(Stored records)
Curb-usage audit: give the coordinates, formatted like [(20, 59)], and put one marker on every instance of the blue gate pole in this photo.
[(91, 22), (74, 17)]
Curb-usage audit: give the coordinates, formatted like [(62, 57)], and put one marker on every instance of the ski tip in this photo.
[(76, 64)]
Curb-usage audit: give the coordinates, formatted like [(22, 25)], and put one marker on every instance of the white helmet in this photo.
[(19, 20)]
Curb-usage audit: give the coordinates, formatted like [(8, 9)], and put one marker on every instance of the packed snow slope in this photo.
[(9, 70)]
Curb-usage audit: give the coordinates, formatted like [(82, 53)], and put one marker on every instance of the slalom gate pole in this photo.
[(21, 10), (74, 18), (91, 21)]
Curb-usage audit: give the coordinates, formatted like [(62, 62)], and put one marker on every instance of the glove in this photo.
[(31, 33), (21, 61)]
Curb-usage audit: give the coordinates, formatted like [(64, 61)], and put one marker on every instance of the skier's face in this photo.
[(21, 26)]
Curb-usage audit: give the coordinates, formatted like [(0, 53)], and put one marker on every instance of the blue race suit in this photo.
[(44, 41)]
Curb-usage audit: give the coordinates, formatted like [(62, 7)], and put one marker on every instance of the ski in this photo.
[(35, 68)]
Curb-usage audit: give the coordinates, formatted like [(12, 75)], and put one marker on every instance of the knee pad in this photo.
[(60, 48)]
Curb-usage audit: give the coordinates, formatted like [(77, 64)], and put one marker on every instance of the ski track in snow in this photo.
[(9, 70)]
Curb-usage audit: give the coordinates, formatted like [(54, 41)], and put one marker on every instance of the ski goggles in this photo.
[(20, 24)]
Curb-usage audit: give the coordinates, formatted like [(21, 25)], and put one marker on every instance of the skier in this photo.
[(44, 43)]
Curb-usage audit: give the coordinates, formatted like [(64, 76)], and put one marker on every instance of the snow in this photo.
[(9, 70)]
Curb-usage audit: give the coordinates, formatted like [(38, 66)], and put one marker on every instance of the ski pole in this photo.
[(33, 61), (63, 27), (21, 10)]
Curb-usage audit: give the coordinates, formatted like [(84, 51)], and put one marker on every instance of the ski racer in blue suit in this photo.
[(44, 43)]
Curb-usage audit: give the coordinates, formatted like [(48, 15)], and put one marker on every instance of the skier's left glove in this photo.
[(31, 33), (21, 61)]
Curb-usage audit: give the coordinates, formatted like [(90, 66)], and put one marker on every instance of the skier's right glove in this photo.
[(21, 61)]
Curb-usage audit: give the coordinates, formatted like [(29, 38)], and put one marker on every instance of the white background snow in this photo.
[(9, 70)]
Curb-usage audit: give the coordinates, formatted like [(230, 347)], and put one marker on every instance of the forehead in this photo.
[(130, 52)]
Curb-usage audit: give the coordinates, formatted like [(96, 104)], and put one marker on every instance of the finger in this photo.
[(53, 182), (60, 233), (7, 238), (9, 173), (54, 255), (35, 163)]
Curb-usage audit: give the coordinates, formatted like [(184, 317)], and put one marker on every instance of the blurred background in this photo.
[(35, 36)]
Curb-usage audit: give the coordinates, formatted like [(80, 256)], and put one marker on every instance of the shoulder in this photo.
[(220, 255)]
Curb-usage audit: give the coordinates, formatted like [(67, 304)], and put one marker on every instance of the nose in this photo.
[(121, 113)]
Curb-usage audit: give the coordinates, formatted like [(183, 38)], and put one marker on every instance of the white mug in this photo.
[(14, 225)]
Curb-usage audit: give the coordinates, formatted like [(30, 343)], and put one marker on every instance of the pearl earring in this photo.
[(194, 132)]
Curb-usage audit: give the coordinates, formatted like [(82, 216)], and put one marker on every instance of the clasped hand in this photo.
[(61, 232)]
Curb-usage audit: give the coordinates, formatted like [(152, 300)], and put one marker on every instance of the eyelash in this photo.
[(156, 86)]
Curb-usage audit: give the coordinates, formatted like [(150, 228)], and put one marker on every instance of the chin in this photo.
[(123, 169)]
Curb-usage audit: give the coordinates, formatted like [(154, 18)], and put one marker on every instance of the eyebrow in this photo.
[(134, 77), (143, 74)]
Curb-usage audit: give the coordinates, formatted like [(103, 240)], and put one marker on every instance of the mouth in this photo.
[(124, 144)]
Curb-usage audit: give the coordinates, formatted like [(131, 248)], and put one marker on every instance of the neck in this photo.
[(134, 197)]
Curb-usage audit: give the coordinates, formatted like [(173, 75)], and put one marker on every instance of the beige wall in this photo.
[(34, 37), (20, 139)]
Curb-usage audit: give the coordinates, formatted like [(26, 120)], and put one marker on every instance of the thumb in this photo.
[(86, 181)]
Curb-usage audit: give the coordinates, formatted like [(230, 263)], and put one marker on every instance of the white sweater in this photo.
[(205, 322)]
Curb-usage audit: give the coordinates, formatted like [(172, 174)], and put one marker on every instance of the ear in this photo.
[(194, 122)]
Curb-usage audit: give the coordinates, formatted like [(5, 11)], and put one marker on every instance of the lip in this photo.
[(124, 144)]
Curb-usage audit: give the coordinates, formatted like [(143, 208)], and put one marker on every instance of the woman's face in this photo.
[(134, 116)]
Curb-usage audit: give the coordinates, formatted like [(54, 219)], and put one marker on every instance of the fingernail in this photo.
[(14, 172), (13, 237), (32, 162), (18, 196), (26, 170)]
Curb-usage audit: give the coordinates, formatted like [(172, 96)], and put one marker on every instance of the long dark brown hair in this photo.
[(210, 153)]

--

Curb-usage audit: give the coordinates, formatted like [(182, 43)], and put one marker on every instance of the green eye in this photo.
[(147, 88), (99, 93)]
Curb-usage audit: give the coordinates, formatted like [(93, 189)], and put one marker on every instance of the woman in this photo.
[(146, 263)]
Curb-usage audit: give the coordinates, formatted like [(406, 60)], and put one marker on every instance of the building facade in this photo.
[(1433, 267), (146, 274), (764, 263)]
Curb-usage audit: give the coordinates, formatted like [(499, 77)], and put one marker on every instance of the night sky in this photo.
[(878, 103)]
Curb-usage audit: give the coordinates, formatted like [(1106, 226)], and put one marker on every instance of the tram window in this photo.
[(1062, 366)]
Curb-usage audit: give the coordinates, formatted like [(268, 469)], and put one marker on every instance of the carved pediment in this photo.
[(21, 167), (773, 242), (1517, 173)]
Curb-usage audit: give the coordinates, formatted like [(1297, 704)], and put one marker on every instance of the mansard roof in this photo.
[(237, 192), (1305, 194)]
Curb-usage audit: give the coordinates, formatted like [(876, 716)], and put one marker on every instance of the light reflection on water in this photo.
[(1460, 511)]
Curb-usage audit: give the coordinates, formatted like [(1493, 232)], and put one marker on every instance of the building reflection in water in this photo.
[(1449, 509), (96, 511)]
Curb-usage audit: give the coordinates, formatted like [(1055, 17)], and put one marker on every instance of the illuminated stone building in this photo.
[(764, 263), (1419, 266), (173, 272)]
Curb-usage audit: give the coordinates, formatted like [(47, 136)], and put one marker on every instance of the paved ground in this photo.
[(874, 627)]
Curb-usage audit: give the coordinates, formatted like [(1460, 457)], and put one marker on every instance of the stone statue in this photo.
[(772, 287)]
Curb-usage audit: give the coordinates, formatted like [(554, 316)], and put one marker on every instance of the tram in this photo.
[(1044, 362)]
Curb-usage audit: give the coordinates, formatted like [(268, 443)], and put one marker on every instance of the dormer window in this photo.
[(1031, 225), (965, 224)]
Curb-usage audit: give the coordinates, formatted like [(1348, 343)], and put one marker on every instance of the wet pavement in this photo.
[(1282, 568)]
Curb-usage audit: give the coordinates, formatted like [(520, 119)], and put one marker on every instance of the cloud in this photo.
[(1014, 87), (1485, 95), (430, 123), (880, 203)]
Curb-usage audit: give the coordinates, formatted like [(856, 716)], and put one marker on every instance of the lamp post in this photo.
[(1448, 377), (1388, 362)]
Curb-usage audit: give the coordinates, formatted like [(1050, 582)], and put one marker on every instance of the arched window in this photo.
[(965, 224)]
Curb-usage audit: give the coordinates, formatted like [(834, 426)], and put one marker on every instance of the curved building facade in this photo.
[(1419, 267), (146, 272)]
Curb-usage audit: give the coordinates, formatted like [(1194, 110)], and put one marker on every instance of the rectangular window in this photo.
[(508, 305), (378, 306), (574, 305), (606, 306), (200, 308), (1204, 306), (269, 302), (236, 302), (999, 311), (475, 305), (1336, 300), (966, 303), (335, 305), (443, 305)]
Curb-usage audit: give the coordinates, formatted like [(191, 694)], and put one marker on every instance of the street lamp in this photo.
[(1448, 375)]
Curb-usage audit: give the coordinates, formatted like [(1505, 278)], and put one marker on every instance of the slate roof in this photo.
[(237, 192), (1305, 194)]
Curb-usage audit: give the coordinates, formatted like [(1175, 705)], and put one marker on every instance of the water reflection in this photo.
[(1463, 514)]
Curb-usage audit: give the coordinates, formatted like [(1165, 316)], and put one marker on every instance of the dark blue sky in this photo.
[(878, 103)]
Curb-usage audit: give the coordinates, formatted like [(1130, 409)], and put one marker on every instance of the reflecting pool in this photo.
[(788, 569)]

* * *

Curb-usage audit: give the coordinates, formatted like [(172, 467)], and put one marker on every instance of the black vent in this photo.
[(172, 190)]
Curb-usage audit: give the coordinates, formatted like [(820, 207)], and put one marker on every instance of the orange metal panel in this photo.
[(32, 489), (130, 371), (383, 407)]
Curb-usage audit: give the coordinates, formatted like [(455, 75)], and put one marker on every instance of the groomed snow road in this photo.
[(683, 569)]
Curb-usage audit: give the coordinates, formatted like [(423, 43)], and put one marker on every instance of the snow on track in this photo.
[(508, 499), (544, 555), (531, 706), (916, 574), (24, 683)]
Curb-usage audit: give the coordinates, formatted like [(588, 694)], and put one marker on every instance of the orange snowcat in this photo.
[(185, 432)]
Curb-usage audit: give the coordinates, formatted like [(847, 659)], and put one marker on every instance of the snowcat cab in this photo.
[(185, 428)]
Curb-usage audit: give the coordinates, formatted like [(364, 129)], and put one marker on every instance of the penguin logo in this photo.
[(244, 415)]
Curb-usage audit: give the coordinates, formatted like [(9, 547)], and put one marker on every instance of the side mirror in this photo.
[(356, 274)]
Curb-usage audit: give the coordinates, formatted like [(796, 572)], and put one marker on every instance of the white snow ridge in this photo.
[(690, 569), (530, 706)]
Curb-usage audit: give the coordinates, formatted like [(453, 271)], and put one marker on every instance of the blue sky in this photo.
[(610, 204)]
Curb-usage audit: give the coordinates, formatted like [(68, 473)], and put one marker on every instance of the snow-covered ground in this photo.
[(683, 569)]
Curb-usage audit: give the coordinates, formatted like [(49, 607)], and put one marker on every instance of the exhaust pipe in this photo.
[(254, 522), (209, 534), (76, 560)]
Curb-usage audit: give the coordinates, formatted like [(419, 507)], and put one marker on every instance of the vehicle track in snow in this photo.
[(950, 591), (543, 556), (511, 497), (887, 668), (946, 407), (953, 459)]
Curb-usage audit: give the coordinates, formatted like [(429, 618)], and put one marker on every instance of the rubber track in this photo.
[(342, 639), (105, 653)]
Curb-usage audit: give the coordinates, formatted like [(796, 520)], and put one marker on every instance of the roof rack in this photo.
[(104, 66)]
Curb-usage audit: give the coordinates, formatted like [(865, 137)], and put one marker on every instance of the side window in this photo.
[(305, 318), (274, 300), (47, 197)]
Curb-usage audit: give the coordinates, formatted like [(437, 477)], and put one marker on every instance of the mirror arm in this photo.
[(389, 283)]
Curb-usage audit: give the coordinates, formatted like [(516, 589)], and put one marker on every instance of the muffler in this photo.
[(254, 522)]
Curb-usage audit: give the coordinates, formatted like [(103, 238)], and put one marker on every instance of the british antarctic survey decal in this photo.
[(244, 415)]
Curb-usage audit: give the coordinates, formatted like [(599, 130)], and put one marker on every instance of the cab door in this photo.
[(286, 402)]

### What the task asks
Could you gather every line in the entries above that contains the word "reflection"? Only matches with the same capitalization count.

### Solution for this task
Curb-usage audit: give the coordinates, formatted like [(876, 716)], and put one marker on every instance of the light reflection on water in this photo.
Curb-usage audit: give the coordinates, formatted like [(1493, 232)], and put one marker on every instance of the building reflection in water in this photo.
Curb-usage audit: give the coordinates, formatted like [(1175, 705)], and put one marker on every instance of the water reflection in this photo.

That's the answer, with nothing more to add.